[Spatial localization data]
********************

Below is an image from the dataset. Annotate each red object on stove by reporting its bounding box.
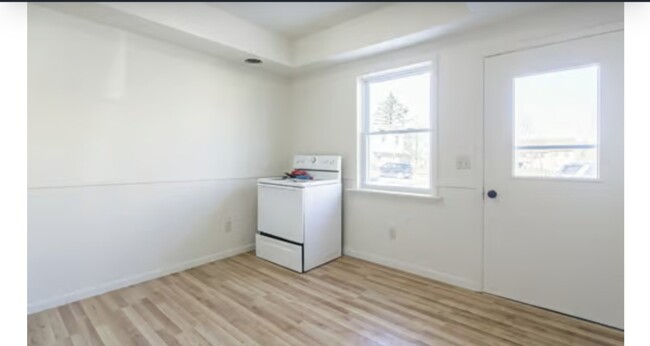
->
[291,169,308,176]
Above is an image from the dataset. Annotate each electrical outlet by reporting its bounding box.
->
[389,227,397,240]
[224,217,233,233]
[456,156,472,170]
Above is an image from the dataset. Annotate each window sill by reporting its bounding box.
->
[346,188,442,201]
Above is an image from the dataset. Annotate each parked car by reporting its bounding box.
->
[379,162,413,179]
[557,162,597,178]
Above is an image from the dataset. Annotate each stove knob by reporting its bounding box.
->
[311,157,317,163]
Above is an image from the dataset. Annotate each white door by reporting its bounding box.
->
[484,31,623,328]
[257,185,304,243]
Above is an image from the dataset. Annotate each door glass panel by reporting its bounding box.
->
[513,65,599,179]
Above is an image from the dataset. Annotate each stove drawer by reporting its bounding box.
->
[255,234,303,273]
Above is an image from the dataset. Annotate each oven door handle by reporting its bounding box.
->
[258,184,301,191]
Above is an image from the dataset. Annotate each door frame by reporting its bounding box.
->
[479,22,624,292]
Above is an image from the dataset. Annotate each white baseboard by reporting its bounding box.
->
[344,248,481,291]
[28,244,254,314]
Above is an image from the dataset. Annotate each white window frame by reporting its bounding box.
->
[357,61,437,196]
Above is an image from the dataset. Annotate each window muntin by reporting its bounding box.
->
[513,65,599,180]
[360,64,434,193]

********************

■ **EXERCISE DIRECTIONS**: Output exactly the lines of the data that run from the one containing "Above is an image from the dataset. Annotate each window muntin" to the very last line, and no others.

■ **COMPLETED EXERCISE**:
Above is an image from the dataset. Annotate each window muntin by reporting its bounding box.
->
[513,65,599,180]
[360,64,434,193]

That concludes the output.